• EXCERPT PROVIDED
========================================================================
Capoeira kicks culture into U.S. gyms

It might not be the most popular martial-art-turned-fitness-routine, but Capoeira, long a staple of New York City gyms, is gaining ground in the United States.

Capoeira is a form of martial arts that combines singing, dancing and music. Slaves practiced Capoeira in the early 19th century in Brazil to the chagrin of their owners. Europeans first documented Capoeira when they arrived at the shores of Rio de Janeiro in the early 1800s, according to The Hidden History of Capoeira.

“The Capoeira game” or “Black Capoeiras” as it was called by police records of the time, was a war-like game in which opponents tried to knock each other down while doing cartwheels and dancing around one another.

The game was considered violent by the Brazilian government, which linked it to the incitement of many riots. In response to such uproar, local authorities banned the game.

After the ban, Capoeira became associated with gangs and street fighters.

Frustrated with its aggressive reputation, Portuguese master and long-time practitioner Mestre Bimba decided to legitimize the art and make it a sport in the 1930s. He introduced the competitive elements of other martial arts like belts (or cords) to signify status. He also emphasized the Capoeira art form by adding acrobatics.

Bimba’s style came to be known as Capoeira Regional.

Concerned that the sport was losing its tradition, Mestre Pastinha, who opened the first Capoeira training school in 1942 in Brazil, named his more traditional style Capoeira Angola to emphasize the difference between the two arts.
========================================================================
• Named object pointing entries

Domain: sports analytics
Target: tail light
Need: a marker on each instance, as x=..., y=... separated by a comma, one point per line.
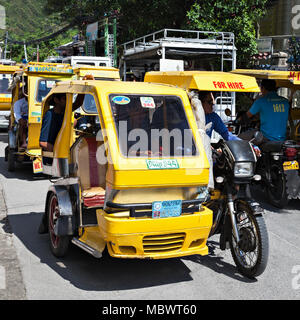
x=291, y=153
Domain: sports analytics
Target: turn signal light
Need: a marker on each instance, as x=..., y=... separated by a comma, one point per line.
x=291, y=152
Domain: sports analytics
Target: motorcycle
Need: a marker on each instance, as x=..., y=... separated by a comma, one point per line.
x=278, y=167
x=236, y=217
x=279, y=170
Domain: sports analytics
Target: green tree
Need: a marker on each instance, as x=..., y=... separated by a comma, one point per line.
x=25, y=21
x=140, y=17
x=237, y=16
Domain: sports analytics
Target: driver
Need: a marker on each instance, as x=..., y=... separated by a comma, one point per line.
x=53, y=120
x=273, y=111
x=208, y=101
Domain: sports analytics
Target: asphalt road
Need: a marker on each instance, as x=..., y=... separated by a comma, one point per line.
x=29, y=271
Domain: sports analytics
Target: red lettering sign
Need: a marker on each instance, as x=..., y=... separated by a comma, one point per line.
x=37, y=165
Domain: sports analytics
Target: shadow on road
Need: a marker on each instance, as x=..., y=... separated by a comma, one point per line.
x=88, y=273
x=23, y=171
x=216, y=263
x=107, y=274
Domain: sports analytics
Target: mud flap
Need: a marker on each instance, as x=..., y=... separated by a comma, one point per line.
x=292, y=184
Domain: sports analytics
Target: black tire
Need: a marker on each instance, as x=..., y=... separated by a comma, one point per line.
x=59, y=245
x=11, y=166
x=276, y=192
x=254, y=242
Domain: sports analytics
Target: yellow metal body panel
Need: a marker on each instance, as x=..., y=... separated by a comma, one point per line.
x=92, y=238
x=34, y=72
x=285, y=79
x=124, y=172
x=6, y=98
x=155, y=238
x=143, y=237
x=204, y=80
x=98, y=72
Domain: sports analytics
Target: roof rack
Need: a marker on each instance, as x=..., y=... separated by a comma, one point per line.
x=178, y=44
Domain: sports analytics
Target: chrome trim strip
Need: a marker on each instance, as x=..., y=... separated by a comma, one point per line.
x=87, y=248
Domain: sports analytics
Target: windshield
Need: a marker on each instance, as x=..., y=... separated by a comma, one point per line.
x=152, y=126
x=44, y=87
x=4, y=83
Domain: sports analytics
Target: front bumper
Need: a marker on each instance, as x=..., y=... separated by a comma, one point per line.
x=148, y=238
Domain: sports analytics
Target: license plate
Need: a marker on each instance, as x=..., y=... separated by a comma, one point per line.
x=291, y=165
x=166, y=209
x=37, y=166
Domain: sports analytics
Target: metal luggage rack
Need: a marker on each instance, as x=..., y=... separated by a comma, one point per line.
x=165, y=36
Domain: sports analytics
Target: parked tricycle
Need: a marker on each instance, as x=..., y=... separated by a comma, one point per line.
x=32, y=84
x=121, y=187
========================================================================
• YOUR TASK
Continue the article on capoeira in U.S. gyms, picking up right after its final sentence.

• OUTPUT
Angola is distinctively closer to the ground than other traditions. Angoleros play in a bent position and more frequently make moves by placing their hands on the ground. Angola allows opponents to use sneakier tactics because players are closer to the ground and to each other, making it more difficult for them to see the opponent’s movements. It may be perceived as slower than Regional, because it lacks the same fast-paced acrobatics. Regional, for instance, has a lot of “jumping” attacks.

Angola instructor Jonathan Bloch came to USF last year to pursue a master’s degree in environmental science. With no Angola club nearby, he decided to form the Capoeira Angola Club on campus in February.

While Bloch said he respects Regional, he doesn’t believe that it’s for him. Bloch said Angola is more rooted in the tradition of Capoeira.

“(Regional) is a little more showy,” he said. “I find it a little bit too fast for me.”

Bloch said his preference for the Angola tradition also comes from the fact that it’s more difficult than others to work your way toward the top.

“For Capoeira Angola, there’s about 10 mestres around the world,” he said.

However, Bloch said his passion for the sport overrides his competitive drive.

“There’s really no winning or losing. We don’t need belts at Capoeira Angola. Just watch someone for two minutes and you can see where they are in their game,” he said.

In addition to the two established divisions of Capoeira, a newer form is gaining interest among college students.

Capoeira Contemporanea incorporates elements of both Angola and Regional. Its fast-paced style is attracting newcomers to the sport in gyms across the United States.

Hollywood helped spark additional interest in Capoeira with the sport’s role in movies such as Ocean’s 12, Catwoman and Meet the Fockers, in which characters learn to balance self-control and flexibility with the sport’s demanding moves.

As the sport increases in popularity, Capoeira players debate whether the art form is evolving or being destroyed as it strays from its original practices. Regardless, young people are spreading interest in the Capoeira tradition by embracing its athletic culture.

“We’re very, very involved. It’s our lifestyle. It should be part of your life,” Bloch said.

Students who want to join the USF Capoeira Angola Club can contact Bloch at 510 417-0205.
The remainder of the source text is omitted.